## YOUR TASK
Which lines of the material below contain the string "positive"? Extract every one of them.

** DATA FOR REVIEW follows **

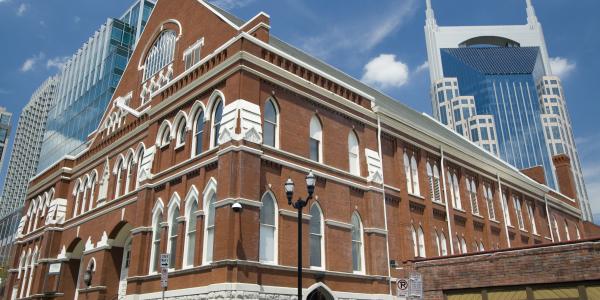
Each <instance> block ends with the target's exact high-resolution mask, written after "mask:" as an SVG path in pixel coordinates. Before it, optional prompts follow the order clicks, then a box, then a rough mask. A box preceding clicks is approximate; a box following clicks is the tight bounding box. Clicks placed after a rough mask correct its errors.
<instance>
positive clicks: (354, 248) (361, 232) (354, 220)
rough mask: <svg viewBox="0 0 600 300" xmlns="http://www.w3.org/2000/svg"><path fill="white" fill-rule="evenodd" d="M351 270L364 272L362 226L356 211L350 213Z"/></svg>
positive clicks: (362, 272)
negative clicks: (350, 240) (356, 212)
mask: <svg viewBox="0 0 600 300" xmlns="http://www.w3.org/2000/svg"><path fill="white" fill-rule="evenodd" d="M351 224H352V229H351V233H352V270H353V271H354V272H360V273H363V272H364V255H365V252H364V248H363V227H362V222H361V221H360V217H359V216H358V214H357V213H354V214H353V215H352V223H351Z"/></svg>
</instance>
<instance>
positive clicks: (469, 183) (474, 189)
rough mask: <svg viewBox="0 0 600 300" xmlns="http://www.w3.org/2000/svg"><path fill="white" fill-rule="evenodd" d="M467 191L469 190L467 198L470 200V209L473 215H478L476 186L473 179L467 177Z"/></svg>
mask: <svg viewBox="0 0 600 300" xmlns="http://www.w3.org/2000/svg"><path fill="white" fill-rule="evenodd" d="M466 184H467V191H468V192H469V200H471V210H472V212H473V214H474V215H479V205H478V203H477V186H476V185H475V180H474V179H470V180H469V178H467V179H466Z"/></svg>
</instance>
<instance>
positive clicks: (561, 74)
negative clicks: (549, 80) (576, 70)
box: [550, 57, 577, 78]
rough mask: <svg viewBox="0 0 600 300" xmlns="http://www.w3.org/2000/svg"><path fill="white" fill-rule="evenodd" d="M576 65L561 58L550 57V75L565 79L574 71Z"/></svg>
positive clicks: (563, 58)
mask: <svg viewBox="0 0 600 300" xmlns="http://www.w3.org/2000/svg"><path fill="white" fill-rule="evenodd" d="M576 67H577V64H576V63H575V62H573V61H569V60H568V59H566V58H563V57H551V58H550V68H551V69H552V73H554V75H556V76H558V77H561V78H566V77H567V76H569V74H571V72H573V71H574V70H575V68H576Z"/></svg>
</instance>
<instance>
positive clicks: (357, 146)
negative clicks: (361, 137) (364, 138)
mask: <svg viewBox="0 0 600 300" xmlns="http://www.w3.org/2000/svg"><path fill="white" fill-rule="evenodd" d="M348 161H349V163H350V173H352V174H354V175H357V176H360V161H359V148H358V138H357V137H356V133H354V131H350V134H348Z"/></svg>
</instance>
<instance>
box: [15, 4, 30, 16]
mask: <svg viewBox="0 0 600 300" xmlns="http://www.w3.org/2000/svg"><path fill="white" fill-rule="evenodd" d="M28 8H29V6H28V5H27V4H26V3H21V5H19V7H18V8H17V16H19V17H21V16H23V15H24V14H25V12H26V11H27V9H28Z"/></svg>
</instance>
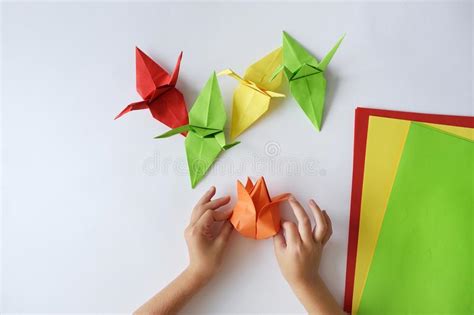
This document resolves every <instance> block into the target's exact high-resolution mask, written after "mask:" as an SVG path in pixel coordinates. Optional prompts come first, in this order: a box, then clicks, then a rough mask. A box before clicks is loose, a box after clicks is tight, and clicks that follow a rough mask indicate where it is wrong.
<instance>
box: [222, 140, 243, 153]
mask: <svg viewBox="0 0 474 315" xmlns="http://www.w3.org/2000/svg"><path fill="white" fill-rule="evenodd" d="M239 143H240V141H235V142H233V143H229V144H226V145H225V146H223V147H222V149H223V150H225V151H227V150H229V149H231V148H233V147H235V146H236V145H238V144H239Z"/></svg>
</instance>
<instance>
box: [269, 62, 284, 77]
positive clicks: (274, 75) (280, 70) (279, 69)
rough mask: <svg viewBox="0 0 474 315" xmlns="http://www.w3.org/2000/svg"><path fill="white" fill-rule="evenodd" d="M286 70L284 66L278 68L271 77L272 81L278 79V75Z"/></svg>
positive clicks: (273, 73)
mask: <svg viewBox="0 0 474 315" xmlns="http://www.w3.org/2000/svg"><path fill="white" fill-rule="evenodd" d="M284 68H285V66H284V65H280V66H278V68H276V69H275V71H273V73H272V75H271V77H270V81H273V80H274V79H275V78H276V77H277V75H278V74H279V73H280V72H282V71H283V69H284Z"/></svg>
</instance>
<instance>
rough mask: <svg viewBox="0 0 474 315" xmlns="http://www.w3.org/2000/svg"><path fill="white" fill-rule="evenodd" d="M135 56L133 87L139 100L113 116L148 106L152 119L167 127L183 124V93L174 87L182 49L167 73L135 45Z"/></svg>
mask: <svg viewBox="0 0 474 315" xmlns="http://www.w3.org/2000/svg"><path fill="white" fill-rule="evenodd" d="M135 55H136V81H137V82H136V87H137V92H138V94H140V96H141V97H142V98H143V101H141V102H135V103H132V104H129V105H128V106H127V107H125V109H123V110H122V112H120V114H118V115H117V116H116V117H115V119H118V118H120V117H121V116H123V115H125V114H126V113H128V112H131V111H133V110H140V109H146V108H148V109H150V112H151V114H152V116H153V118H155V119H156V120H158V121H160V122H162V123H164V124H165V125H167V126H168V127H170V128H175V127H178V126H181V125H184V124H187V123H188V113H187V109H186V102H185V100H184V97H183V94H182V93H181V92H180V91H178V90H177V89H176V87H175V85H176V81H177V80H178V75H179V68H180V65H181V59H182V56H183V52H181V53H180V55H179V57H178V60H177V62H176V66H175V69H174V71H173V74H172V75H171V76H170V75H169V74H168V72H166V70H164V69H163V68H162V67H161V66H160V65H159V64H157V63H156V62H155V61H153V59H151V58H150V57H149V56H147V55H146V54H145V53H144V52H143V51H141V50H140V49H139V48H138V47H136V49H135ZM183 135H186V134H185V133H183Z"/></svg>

** End of DATA FOR REVIEW **
** DATA FOR REVIEW follows **

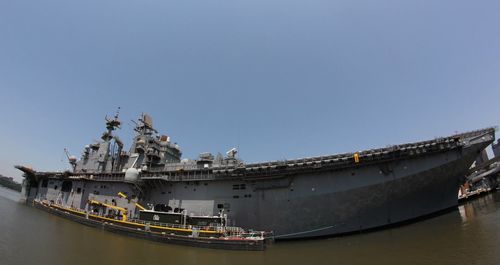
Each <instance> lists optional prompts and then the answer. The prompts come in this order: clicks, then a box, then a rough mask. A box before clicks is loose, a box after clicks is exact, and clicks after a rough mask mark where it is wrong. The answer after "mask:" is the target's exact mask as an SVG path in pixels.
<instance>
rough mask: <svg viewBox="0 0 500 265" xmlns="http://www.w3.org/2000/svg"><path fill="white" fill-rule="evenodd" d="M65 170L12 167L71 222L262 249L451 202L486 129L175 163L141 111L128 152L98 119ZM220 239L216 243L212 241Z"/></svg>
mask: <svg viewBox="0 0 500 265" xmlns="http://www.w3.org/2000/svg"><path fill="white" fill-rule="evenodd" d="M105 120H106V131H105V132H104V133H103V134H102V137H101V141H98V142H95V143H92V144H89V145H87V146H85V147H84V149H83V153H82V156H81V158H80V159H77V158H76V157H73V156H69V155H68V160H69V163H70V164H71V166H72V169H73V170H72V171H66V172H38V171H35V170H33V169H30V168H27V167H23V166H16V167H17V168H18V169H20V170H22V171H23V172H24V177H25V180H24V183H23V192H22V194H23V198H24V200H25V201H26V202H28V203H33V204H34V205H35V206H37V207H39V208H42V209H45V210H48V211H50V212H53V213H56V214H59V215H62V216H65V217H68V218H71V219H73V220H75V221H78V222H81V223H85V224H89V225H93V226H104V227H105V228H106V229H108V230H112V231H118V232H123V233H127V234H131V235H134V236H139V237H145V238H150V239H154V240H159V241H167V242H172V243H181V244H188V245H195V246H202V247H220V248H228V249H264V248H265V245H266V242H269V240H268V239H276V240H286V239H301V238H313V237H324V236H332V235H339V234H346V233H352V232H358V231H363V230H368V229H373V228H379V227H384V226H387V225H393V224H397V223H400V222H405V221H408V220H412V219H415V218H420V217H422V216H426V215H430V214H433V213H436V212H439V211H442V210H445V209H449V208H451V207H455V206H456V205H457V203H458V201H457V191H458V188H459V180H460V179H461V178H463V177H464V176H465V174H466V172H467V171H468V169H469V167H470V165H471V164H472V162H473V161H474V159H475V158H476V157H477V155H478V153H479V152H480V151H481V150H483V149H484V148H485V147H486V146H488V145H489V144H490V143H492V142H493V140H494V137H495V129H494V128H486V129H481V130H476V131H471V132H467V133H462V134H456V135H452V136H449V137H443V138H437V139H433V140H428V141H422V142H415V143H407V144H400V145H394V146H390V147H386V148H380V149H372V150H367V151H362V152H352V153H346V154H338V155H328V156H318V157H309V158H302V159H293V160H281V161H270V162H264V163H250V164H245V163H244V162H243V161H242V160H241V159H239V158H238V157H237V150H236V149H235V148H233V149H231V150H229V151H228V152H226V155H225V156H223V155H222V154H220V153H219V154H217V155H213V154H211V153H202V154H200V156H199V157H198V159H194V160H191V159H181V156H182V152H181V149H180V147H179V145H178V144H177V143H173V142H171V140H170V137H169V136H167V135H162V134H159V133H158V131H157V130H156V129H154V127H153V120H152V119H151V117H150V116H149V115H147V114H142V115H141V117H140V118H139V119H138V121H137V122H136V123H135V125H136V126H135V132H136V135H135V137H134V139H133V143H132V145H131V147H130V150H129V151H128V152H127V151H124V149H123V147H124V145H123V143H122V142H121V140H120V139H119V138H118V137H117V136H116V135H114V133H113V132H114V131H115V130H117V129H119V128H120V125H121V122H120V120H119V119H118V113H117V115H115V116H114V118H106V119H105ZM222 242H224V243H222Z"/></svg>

** End of DATA FOR REVIEW **
** DATA FOR REVIEW follows **

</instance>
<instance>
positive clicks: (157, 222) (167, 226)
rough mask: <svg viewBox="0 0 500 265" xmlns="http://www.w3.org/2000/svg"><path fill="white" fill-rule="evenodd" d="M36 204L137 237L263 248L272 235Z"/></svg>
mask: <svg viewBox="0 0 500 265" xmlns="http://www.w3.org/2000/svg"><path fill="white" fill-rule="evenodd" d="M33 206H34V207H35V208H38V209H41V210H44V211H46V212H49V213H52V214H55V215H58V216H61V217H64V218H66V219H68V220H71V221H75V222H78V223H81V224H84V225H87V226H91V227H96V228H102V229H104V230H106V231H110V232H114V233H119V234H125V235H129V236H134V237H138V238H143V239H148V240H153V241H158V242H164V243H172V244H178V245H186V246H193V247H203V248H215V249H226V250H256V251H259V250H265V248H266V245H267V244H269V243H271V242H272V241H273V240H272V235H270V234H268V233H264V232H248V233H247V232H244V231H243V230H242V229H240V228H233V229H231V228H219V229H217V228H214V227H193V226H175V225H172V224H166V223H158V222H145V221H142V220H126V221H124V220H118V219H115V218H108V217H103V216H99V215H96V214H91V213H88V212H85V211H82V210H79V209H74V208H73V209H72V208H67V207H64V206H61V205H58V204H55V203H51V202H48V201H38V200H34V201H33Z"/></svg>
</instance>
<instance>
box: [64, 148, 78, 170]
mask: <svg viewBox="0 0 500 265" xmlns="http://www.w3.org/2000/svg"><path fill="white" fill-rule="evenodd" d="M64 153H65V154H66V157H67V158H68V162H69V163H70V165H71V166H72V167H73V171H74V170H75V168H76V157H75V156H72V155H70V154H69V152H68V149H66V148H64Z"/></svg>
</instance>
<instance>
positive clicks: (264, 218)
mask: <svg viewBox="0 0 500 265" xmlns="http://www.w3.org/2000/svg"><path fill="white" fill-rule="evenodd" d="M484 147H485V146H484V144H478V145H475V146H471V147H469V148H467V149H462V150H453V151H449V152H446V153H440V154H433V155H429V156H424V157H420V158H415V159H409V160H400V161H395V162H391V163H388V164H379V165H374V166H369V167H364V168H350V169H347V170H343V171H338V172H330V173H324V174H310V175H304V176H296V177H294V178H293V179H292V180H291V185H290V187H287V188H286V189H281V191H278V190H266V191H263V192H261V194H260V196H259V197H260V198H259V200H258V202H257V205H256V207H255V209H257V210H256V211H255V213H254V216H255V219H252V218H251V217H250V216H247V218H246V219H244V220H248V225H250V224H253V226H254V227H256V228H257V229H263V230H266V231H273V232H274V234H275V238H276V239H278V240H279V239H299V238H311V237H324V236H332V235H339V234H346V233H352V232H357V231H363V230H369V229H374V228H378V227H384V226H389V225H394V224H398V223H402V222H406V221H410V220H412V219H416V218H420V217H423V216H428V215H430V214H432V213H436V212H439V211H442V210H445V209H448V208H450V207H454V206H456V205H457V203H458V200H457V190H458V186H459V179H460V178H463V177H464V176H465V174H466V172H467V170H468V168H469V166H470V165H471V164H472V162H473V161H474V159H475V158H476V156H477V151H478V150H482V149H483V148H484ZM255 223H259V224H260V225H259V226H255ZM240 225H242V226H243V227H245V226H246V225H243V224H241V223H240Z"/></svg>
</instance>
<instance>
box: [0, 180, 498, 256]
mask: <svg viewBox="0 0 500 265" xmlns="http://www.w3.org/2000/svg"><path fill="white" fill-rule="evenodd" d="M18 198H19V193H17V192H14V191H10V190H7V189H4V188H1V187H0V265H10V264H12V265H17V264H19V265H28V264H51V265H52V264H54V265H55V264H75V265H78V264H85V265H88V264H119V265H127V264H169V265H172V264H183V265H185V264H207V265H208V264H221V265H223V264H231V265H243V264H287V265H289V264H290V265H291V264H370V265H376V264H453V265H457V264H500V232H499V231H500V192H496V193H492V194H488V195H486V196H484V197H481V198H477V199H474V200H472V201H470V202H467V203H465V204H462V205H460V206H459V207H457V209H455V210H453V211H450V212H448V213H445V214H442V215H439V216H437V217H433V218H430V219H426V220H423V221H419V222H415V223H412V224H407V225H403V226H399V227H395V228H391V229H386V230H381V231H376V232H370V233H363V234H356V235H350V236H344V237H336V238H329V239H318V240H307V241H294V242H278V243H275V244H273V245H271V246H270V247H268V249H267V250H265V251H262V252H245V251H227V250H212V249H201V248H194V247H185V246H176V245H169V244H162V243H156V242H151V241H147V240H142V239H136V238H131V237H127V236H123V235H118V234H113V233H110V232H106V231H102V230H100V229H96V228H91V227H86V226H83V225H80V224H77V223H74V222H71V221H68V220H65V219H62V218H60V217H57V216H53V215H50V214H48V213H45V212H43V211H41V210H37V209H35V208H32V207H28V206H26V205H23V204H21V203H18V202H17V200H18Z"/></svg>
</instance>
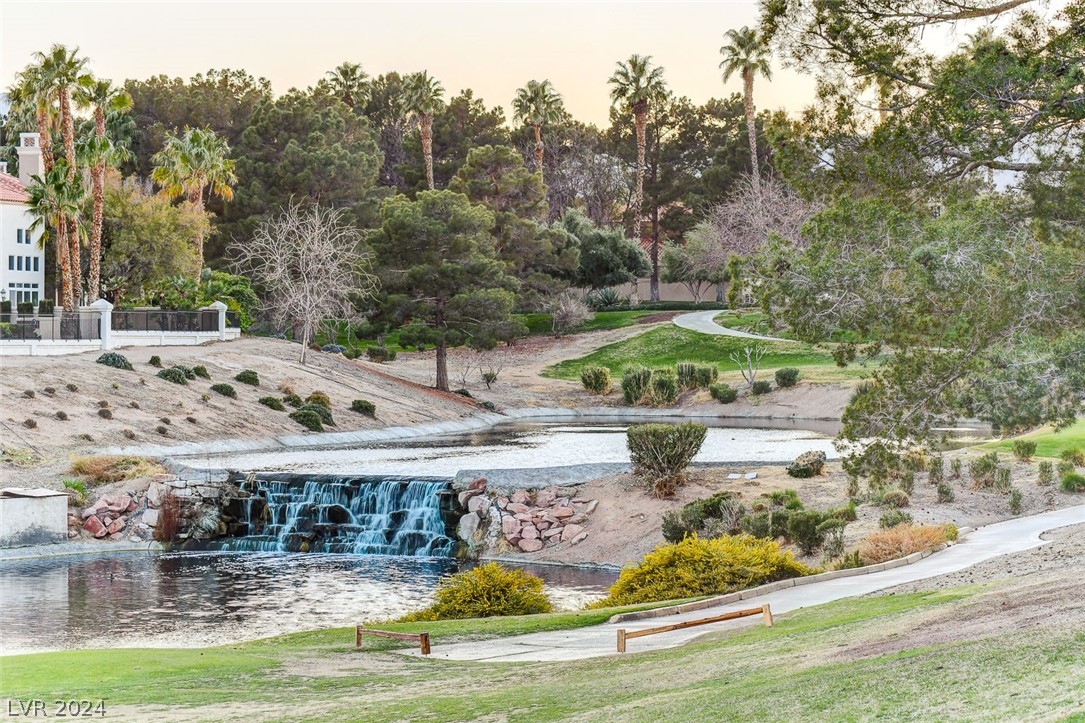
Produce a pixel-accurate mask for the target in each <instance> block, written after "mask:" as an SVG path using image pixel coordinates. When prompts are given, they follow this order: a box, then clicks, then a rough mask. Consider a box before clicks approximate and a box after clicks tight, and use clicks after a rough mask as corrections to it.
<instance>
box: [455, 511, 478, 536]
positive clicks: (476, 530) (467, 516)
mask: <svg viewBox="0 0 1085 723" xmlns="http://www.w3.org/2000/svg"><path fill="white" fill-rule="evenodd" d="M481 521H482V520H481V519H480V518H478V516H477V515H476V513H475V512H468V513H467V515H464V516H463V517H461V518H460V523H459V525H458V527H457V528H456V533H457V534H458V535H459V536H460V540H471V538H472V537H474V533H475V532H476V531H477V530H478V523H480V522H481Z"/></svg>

** End of DATA FOR REVIEW **

## REPLY
positive clicks: (354, 248) (361, 232) (354, 220)
positive clicks: (362, 272)
positive clicks: (469, 183) (474, 189)
positive clicks: (561, 74)
positive clicks: (563, 58)
positive clicks: (357, 146)
positive clicks: (274, 75) (280, 70) (279, 69)
positive clicks: (273, 73)
positive clicks: (157, 222) (167, 226)
positive clicks: (264, 218)
positive clicks: (476, 530) (467, 516)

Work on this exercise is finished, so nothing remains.